Using the entries below, return word for word the lines from the one containing "Where can the runner" up to and including the last.

···

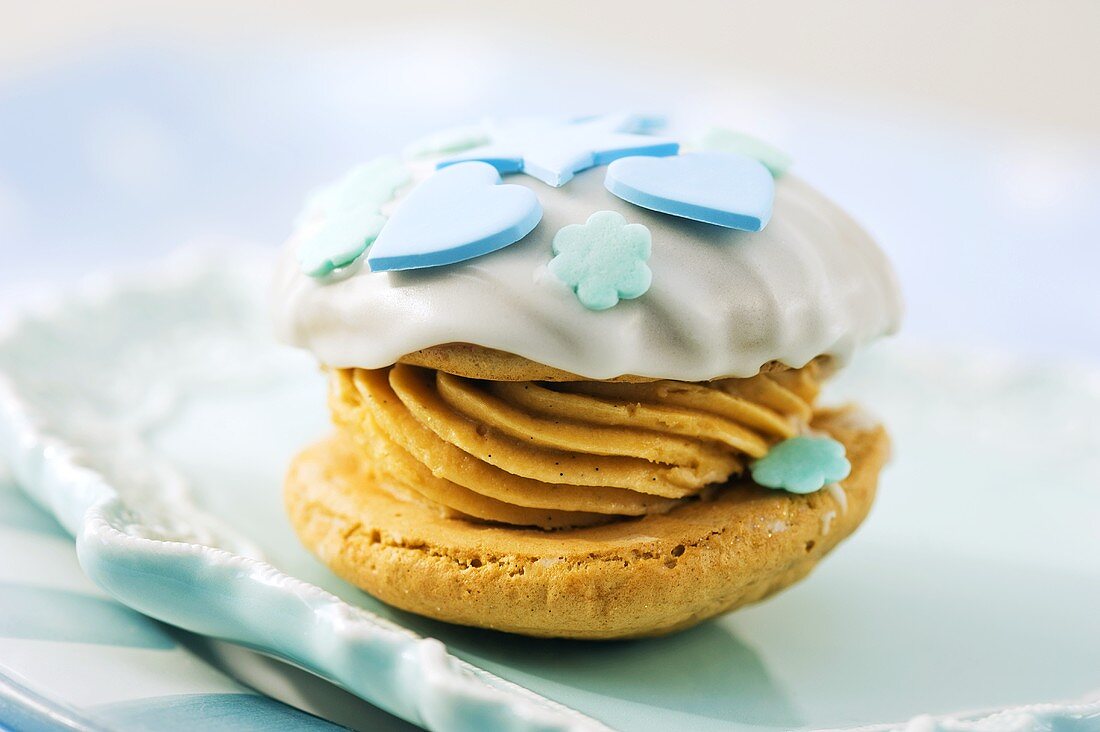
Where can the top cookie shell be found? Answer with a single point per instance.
(722, 303)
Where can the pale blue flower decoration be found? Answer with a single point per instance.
(350, 216)
(603, 260)
(802, 465)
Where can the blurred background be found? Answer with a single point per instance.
(965, 134)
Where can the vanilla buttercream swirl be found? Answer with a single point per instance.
(567, 454)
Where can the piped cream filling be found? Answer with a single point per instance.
(569, 454)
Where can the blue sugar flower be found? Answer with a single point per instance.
(603, 260)
(802, 465)
(350, 211)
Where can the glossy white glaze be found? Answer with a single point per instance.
(722, 303)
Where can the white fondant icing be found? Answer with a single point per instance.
(722, 303)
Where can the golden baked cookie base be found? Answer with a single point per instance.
(480, 362)
(631, 578)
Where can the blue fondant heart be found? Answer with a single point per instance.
(728, 189)
(459, 212)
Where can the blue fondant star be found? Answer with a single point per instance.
(802, 465)
(553, 152)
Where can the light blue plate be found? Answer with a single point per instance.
(154, 418)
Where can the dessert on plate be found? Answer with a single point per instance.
(573, 370)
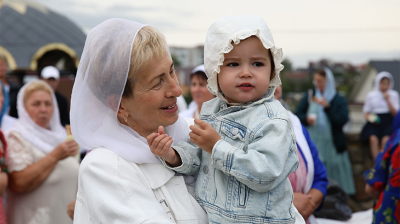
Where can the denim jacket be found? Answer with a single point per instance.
(244, 180)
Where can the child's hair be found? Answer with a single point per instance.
(384, 79)
(199, 74)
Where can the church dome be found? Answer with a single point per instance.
(32, 36)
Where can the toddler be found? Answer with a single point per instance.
(243, 146)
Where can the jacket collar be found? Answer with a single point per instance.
(156, 174)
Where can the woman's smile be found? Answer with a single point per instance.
(172, 108)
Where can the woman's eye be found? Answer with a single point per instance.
(157, 85)
(233, 64)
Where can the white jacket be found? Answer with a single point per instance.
(113, 190)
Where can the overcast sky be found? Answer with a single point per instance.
(354, 31)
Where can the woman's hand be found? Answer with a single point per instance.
(386, 96)
(310, 120)
(204, 135)
(68, 148)
(303, 204)
(160, 145)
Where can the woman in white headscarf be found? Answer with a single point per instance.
(380, 107)
(124, 90)
(43, 175)
(324, 112)
(199, 92)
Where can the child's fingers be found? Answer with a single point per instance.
(194, 136)
(161, 144)
(151, 138)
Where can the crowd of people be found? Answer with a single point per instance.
(236, 154)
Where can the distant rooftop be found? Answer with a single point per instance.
(28, 30)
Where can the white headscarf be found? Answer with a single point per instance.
(43, 139)
(97, 92)
(329, 93)
(219, 40)
(375, 101)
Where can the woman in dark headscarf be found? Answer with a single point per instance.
(324, 112)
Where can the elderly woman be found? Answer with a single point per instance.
(310, 181)
(324, 112)
(125, 88)
(43, 175)
(199, 92)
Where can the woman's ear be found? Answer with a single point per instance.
(114, 105)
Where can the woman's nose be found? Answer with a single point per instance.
(174, 90)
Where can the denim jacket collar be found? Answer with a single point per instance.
(156, 174)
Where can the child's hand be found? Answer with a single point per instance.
(160, 145)
(203, 135)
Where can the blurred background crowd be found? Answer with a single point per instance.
(347, 110)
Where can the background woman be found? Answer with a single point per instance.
(324, 112)
(3, 151)
(199, 92)
(43, 175)
(380, 106)
(120, 180)
(310, 181)
(383, 182)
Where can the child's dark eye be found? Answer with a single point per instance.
(233, 64)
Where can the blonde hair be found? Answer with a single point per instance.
(3, 57)
(149, 43)
(35, 86)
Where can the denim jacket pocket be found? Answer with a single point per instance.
(233, 131)
(243, 195)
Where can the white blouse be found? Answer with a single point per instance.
(114, 190)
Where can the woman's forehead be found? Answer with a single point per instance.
(155, 68)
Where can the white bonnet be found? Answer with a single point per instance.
(230, 29)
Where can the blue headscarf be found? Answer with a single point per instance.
(329, 93)
(6, 102)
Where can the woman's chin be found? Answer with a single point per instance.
(170, 119)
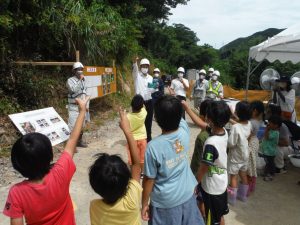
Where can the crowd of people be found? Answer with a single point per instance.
(173, 191)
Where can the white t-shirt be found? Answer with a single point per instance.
(178, 87)
(215, 181)
(238, 143)
(142, 84)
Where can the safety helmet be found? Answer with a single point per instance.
(77, 65)
(145, 62)
(202, 71)
(156, 70)
(181, 70)
(216, 72)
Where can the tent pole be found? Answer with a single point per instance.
(248, 76)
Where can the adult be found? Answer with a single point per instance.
(199, 89)
(210, 72)
(214, 88)
(179, 87)
(284, 96)
(143, 84)
(76, 89)
(158, 85)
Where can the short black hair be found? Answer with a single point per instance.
(258, 106)
(137, 103)
(109, 177)
(203, 107)
(31, 155)
(242, 110)
(168, 112)
(274, 109)
(218, 112)
(275, 119)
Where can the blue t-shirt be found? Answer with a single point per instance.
(167, 161)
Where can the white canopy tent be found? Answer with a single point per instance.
(284, 47)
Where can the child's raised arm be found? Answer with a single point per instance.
(196, 119)
(125, 126)
(72, 142)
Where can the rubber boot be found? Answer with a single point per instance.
(253, 184)
(242, 192)
(81, 143)
(232, 193)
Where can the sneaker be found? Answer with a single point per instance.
(281, 171)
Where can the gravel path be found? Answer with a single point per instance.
(273, 203)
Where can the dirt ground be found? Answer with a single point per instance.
(273, 203)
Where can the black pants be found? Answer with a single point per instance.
(149, 117)
(270, 165)
(182, 98)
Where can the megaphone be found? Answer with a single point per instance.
(267, 79)
(295, 81)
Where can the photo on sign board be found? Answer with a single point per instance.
(27, 127)
(66, 132)
(54, 119)
(44, 122)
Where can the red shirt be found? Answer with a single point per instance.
(48, 203)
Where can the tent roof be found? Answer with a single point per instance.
(284, 47)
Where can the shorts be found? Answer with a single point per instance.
(141, 147)
(184, 214)
(215, 206)
(234, 168)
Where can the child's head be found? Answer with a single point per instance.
(273, 110)
(31, 155)
(242, 110)
(168, 111)
(137, 103)
(218, 113)
(203, 107)
(109, 177)
(275, 122)
(257, 109)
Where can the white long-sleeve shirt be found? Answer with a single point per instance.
(143, 85)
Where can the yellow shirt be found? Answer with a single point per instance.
(137, 124)
(126, 211)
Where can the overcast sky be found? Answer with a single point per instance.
(218, 22)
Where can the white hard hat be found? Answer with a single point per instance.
(216, 72)
(145, 62)
(202, 71)
(156, 70)
(295, 80)
(77, 65)
(181, 69)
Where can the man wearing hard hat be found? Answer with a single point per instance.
(143, 85)
(179, 86)
(158, 84)
(76, 89)
(210, 72)
(199, 90)
(214, 88)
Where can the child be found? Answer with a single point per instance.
(238, 153)
(121, 191)
(43, 198)
(257, 113)
(168, 177)
(269, 146)
(213, 170)
(198, 152)
(137, 126)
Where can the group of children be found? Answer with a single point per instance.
(172, 187)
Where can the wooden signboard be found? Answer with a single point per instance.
(100, 81)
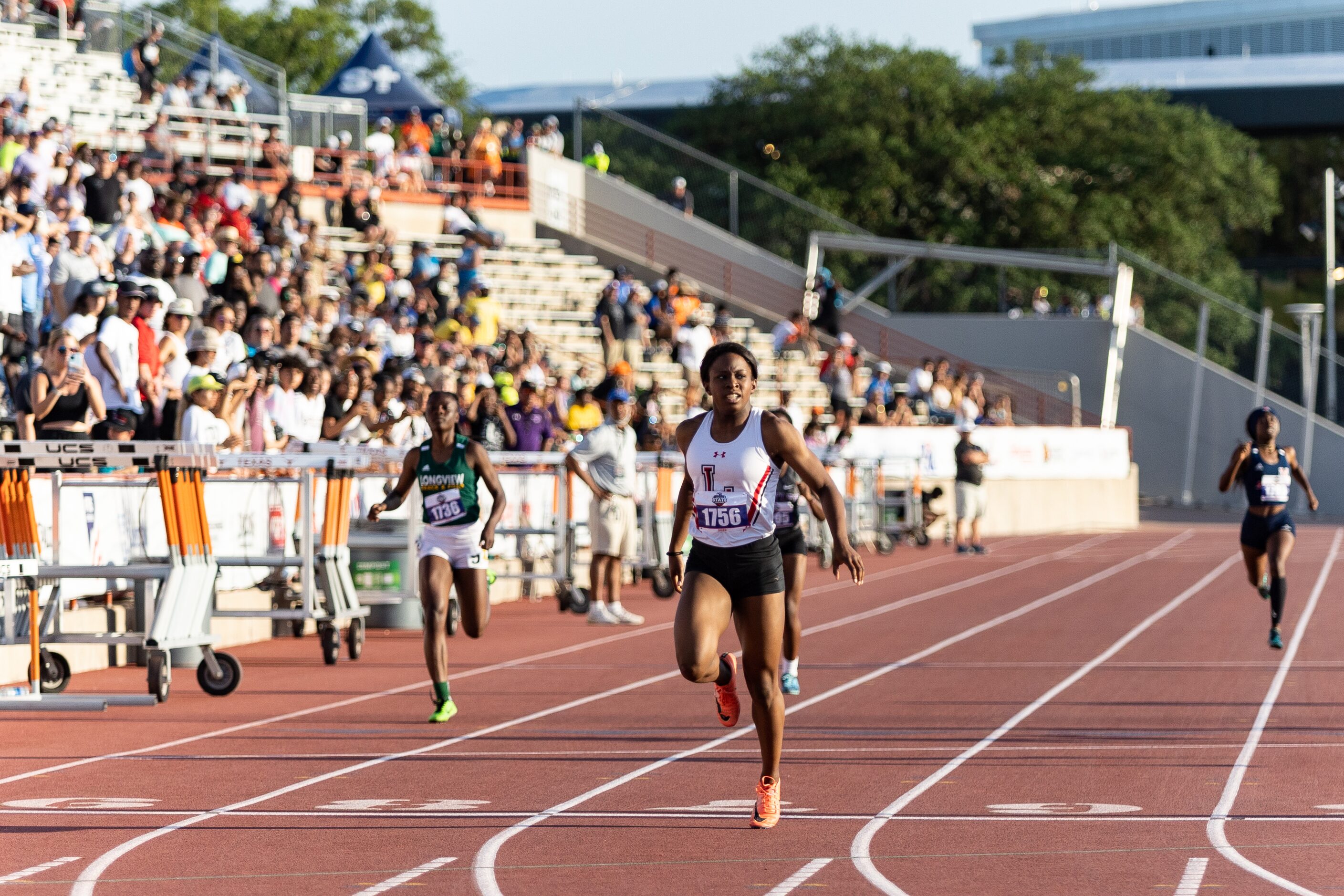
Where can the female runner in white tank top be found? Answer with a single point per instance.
(736, 574)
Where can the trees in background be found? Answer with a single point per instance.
(311, 41)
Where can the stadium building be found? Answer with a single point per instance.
(1267, 68)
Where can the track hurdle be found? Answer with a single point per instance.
(324, 564)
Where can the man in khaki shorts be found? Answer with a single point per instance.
(605, 462)
(971, 490)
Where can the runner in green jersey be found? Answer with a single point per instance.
(455, 541)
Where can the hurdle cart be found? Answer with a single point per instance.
(178, 613)
(323, 566)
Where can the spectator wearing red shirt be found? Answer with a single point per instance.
(211, 197)
(241, 219)
(416, 132)
(151, 366)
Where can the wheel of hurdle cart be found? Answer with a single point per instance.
(191, 555)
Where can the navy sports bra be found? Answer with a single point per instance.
(1267, 481)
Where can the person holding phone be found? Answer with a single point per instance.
(62, 393)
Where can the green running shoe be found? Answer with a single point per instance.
(444, 711)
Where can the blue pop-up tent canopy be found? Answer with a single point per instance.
(261, 98)
(373, 76)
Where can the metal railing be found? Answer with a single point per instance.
(182, 42)
(313, 119)
(725, 195)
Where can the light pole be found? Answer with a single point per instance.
(1331, 199)
(1308, 317)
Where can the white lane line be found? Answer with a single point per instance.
(468, 674)
(813, 816)
(1193, 877)
(1217, 825)
(37, 870)
(349, 702)
(406, 876)
(91, 875)
(484, 862)
(651, 751)
(799, 877)
(859, 849)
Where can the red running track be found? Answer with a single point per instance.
(1062, 717)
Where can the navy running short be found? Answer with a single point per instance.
(1256, 530)
(745, 572)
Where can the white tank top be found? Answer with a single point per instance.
(734, 485)
(175, 371)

···

_Solution for this exercise_:
Where can the runner in green jersey be found? Answer with a single point per instance.
(455, 541)
Where can the hurdle cart be found? Answer with a single point per instance.
(178, 613)
(323, 566)
Where can the spectator wearing red shirt be found? Answer with a single point per instance.
(211, 197)
(241, 219)
(416, 132)
(151, 366)
Where can the wheel of hurdle cart be found? Answer with a single point per instance.
(191, 555)
Where can the navy sports bra be found? Answer with a single point per instance.
(1267, 481)
Where can the person holding phone be found? Answer with a single point per instance.
(62, 393)
Where can the green running shoe be found? Answer with a single point per instance.
(444, 711)
Where can the blue pop-up tent canopy be found? Answer with a single point per instance.
(261, 98)
(373, 76)
Where can the metal railing be found? Answer with a single point per instance.
(182, 42)
(313, 119)
(725, 195)
Where can the light pole be found? Answer with a single point per instance.
(1331, 199)
(1308, 317)
Where can the white lane line be found? Answer with a single point per instance.
(468, 674)
(813, 816)
(1193, 877)
(1217, 825)
(37, 870)
(349, 702)
(406, 876)
(91, 875)
(484, 862)
(651, 751)
(799, 877)
(859, 849)
Where can the red running track be found? Answer with a single point per instance.
(1062, 717)
Where can the navy running short be found? Answer with a single point per instance.
(1256, 530)
(745, 572)
Where can the white tank top be found? Answer with a single point per instance.
(734, 485)
(175, 371)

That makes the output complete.